Excerpts of location labeling data:
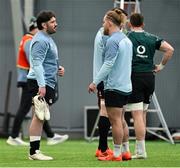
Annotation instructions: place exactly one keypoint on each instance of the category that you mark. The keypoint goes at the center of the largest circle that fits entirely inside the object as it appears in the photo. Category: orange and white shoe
(126, 155)
(99, 153)
(110, 158)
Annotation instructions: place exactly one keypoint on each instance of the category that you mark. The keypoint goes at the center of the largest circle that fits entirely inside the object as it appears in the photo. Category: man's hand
(42, 91)
(92, 88)
(61, 71)
(158, 68)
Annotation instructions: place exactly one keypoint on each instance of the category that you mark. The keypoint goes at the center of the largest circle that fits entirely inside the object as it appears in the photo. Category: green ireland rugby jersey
(144, 47)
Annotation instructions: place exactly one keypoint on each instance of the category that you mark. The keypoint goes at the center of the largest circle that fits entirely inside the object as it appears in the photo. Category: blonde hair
(116, 16)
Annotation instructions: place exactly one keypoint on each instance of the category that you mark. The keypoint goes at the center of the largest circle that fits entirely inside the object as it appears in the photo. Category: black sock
(104, 126)
(35, 145)
(47, 129)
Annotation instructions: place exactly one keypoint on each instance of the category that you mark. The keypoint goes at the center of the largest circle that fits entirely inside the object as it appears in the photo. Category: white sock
(35, 138)
(117, 150)
(140, 147)
(125, 147)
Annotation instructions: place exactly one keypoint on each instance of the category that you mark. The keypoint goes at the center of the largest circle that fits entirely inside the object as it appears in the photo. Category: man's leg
(140, 130)
(126, 154)
(36, 126)
(104, 126)
(24, 108)
(115, 117)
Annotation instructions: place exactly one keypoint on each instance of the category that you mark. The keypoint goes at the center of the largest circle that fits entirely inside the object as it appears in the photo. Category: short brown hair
(136, 19)
(116, 16)
(44, 16)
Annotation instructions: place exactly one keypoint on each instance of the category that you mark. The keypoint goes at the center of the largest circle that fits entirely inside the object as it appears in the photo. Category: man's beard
(106, 31)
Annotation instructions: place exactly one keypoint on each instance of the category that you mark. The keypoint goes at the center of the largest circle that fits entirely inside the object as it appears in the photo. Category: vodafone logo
(141, 49)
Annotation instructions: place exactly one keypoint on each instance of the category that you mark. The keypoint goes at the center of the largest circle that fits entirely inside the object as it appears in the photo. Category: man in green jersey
(143, 79)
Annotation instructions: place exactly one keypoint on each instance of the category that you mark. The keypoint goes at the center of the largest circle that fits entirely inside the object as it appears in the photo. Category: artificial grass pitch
(80, 153)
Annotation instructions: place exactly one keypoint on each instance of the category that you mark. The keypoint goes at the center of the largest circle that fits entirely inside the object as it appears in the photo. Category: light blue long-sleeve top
(43, 60)
(22, 73)
(99, 46)
(116, 68)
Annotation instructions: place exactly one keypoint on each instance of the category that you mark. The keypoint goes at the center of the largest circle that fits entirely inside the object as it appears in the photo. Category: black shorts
(143, 85)
(115, 99)
(33, 89)
(100, 93)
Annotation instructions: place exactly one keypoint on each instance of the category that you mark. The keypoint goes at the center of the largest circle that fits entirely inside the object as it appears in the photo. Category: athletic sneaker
(110, 158)
(126, 155)
(57, 139)
(99, 153)
(16, 141)
(140, 156)
(39, 156)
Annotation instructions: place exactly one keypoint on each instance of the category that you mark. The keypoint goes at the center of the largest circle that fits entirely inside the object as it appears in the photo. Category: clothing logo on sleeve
(141, 51)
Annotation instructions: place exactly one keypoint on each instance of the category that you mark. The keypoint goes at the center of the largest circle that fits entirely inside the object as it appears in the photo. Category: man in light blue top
(104, 124)
(42, 76)
(116, 75)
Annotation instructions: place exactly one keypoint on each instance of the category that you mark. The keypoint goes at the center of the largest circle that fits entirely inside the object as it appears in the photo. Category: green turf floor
(80, 153)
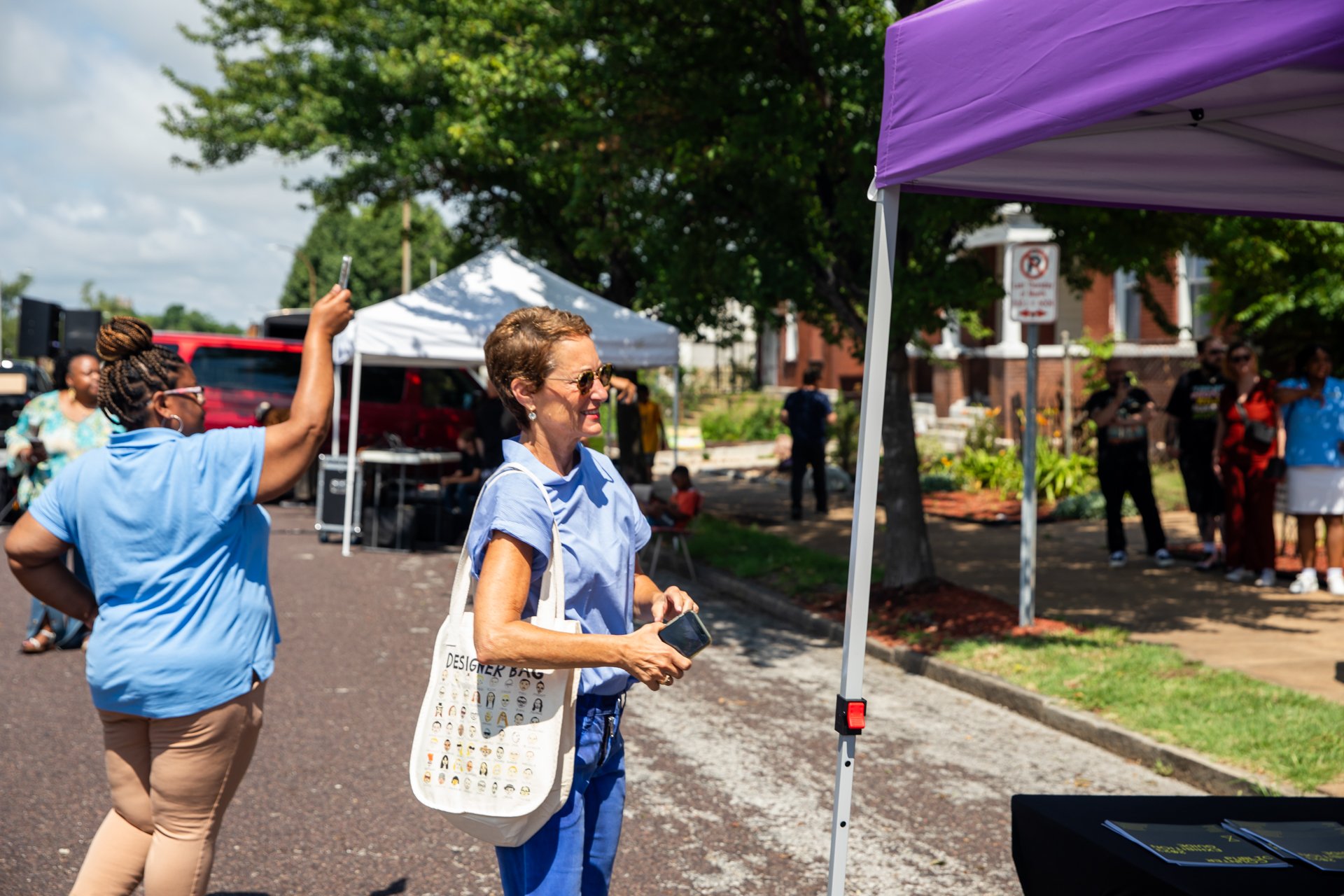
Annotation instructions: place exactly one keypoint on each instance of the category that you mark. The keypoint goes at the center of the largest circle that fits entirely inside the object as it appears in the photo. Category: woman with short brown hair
(547, 372)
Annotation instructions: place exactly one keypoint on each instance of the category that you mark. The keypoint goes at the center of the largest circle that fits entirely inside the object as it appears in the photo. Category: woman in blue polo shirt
(547, 372)
(1313, 414)
(183, 622)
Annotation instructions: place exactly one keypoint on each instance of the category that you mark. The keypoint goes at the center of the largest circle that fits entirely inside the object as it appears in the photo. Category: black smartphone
(686, 634)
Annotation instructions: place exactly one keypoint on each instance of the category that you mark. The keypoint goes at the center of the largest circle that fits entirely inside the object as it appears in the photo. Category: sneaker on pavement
(1304, 583)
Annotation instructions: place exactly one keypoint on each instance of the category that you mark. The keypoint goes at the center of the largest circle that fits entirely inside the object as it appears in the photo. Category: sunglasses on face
(194, 391)
(587, 379)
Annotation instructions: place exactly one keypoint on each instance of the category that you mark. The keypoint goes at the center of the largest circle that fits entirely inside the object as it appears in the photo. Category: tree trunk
(906, 552)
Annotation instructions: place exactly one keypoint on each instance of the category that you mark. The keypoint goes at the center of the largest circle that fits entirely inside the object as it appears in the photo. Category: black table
(1060, 848)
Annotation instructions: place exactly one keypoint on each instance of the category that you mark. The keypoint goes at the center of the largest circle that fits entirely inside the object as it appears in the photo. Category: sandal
(39, 643)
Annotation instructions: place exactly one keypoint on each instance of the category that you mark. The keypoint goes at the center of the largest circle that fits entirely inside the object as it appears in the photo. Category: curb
(1184, 764)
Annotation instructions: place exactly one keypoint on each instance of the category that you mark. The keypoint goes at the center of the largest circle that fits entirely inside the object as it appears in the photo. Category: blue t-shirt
(808, 412)
(178, 559)
(601, 531)
(1315, 429)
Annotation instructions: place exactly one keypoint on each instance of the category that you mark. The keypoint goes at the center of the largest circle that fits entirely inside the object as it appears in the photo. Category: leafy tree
(668, 156)
(10, 295)
(1280, 282)
(372, 237)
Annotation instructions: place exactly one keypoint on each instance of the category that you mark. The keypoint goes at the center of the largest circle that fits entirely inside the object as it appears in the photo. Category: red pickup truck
(425, 407)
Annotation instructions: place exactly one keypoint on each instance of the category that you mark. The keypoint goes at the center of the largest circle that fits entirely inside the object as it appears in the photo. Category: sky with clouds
(88, 190)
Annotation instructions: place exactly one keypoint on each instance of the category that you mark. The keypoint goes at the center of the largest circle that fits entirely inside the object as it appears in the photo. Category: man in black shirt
(1193, 419)
(806, 414)
(1123, 413)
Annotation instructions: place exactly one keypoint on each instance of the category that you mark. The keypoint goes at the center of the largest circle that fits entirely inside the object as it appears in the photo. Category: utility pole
(406, 246)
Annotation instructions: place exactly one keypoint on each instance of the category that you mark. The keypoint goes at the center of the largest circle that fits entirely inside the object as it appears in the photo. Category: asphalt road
(732, 770)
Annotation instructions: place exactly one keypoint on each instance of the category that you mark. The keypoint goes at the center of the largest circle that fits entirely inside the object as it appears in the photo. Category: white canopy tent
(445, 324)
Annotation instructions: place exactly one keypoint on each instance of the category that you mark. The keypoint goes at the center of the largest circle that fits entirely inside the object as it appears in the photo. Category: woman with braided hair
(185, 634)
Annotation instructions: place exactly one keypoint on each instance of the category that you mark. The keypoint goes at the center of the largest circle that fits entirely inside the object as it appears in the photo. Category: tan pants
(171, 783)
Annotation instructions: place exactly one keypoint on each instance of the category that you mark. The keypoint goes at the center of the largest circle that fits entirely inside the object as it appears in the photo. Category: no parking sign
(1032, 288)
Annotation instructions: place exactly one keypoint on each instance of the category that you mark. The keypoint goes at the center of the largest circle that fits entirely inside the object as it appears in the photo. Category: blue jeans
(573, 855)
(70, 633)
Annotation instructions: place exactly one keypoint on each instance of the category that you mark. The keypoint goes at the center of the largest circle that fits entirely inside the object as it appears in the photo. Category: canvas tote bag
(493, 745)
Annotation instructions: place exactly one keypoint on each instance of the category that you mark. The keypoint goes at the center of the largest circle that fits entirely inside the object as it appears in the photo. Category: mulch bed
(986, 508)
(923, 618)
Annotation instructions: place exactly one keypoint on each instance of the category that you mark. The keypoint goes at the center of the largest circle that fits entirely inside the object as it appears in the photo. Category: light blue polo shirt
(178, 556)
(601, 531)
(1315, 429)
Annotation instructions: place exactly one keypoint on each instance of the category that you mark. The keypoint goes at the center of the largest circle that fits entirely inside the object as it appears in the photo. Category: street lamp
(312, 273)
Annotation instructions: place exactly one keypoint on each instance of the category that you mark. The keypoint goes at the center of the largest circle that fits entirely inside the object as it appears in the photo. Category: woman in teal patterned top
(51, 431)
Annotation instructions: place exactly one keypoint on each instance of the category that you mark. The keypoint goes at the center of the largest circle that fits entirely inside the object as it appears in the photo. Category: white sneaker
(1306, 583)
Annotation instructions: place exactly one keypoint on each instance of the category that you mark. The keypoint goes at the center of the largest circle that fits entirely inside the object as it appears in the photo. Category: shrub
(1091, 505)
(742, 422)
(930, 482)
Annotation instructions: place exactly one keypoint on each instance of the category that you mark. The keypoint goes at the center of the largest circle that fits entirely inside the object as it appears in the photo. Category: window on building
(1129, 307)
(790, 339)
(1199, 285)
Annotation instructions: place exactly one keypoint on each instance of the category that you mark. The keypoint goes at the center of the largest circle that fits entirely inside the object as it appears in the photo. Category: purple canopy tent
(1222, 106)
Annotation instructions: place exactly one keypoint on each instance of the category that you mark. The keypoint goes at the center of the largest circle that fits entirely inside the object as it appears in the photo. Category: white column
(1184, 307)
(1009, 331)
(864, 511)
(350, 451)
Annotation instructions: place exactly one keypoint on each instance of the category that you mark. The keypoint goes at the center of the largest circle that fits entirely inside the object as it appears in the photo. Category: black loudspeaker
(81, 331)
(39, 328)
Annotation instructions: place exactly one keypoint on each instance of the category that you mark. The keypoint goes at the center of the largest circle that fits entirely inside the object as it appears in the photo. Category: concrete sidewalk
(1272, 634)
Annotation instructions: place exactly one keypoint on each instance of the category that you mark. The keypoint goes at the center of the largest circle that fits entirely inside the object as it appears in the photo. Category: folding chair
(680, 542)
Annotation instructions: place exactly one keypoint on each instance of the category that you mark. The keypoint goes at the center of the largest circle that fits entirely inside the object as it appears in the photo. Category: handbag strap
(552, 603)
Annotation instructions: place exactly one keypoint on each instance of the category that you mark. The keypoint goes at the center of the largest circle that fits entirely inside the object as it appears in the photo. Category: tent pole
(676, 414)
(350, 451)
(335, 410)
(864, 507)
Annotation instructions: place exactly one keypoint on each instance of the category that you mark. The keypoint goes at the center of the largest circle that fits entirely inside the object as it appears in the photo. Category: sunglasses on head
(585, 381)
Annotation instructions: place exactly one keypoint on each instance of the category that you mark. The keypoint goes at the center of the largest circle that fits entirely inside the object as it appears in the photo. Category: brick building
(992, 371)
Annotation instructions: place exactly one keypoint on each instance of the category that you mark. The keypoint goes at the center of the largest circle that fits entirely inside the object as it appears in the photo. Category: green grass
(1168, 488)
(1151, 688)
(750, 554)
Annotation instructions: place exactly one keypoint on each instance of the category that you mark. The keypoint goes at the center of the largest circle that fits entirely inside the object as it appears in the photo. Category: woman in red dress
(1247, 440)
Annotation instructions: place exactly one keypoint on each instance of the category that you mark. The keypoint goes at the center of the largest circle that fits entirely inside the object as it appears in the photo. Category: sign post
(1032, 300)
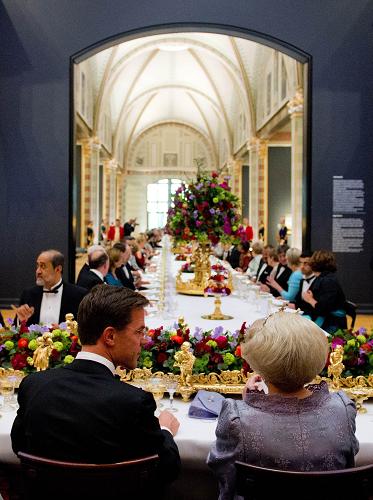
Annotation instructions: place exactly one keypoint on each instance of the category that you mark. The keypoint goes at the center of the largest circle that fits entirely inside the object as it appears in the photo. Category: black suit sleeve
(329, 297)
(158, 441)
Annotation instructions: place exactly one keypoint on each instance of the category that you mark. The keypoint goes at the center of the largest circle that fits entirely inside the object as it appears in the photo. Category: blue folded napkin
(206, 404)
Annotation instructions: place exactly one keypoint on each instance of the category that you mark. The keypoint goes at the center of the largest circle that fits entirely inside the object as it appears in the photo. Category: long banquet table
(195, 436)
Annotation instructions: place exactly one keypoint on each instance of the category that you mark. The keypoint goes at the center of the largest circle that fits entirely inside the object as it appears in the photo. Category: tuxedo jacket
(82, 413)
(329, 296)
(282, 280)
(126, 282)
(89, 279)
(71, 298)
(261, 276)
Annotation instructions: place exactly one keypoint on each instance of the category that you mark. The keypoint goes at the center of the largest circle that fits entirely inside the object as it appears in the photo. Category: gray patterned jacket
(314, 433)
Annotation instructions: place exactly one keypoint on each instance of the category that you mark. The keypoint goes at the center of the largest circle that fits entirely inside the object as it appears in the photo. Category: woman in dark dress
(324, 301)
(293, 427)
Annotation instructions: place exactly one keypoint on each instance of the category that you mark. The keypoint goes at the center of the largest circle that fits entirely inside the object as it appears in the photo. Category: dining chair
(44, 478)
(259, 483)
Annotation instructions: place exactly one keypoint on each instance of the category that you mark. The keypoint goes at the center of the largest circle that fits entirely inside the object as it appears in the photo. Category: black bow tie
(53, 290)
(309, 279)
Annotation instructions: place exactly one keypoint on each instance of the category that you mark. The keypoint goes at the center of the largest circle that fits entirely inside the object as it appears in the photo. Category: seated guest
(293, 427)
(306, 282)
(115, 262)
(115, 233)
(82, 412)
(283, 271)
(324, 300)
(257, 252)
(90, 250)
(264, 269)
(245, 256)
(98, 269)
(52, 298)
(124, 272)
(293, 258)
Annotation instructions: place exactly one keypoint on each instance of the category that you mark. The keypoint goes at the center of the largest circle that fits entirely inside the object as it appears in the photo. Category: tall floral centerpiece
(206, 212)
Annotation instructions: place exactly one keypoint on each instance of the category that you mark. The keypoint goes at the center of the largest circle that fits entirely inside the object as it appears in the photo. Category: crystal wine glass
(171, 386)
(7, 391)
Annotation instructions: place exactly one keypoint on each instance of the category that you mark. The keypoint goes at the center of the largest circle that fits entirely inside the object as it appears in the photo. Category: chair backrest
(259, 483)
(350, 309)
(53, 479)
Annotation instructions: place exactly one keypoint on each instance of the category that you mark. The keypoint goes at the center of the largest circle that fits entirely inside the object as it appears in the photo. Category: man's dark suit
(127, 282)
(281, 279)
(83, 413)
(262, 274)
(89, 279)
(71, 298)
(329, 296)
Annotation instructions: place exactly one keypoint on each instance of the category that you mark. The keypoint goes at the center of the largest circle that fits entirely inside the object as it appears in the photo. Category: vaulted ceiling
(199, 79)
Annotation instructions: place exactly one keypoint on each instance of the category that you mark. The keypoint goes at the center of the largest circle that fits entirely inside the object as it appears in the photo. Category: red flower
(161, 358)
(177, 339)
(221, 341)
(19, 361)
(366, 347)
(22, 343)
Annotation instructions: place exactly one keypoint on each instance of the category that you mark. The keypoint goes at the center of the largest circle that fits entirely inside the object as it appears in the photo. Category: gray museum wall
(37, 39)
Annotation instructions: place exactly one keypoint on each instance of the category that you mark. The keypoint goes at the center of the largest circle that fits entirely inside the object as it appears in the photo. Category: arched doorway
(267, 116)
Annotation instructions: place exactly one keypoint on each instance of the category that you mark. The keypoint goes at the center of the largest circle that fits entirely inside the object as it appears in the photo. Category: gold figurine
(41, 355)
(336, 366)
(184, 359)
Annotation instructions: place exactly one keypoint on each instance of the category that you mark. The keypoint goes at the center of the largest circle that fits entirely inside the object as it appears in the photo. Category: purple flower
(197, 334)
(337, 341)
(217, 331)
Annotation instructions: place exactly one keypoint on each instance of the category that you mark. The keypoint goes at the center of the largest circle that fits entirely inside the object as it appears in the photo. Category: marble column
(85, 188)
(295, 109)
(258, 202)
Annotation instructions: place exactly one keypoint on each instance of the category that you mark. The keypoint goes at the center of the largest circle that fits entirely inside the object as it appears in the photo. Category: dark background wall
(38, 37)
(279, 189)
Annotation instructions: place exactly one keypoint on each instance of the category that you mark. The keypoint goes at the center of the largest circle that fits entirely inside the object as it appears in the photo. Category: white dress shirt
(91, 356)
(51, 306)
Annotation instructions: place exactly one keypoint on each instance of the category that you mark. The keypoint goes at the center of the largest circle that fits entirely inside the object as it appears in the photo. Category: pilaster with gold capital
(295, 109)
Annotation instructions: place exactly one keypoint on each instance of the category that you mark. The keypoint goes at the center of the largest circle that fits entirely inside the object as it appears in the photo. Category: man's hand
(308, 297)
(167, 419)
(24, 312)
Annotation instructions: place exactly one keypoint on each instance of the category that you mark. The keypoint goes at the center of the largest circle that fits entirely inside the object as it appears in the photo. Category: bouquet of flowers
(215, 350)
(358, 351)
(217, 283)
(18, 344)
(205, 211)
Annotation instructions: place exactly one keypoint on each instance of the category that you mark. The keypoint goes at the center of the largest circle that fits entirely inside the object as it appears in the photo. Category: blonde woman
(293, 259)
(294, 426)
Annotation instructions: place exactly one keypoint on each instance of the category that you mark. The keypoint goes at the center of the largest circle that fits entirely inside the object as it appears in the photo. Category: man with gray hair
(51, 299)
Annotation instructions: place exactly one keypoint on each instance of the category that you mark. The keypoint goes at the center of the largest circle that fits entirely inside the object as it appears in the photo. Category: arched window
(159, 200)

▶ [YOUR GOAL]
Rewrite the stretch from the line containing "Category: street lamp" through the line containing "(1306, 583)", substituting "turquoise" for "teal" and leaving everything else unchanged.

▶ [RESPONSE BELOW]
Annotation instructions: place exactly one keypoint on each instance of the category that you mark. The keypoint goes at the center of the largest circle that fits entirely inside the object as it appears in the photo. Category: street lamp
(312, 273)
Annotation instructions: place exactly one keypoint on each instance of the category that you mark. The keypoint goes at the center of the largest circle that fits entirely inside the object as it appears in the photo. Category: woman in turquoise patterned top
(51, 431)
Annotation instructions: place exactly one keypoint on each instance of the category that you mark. The keypoint goes at the center of the largest circle that fits entirely inside the object as it appears in the photo. Category: white sneaker
(1306, 583)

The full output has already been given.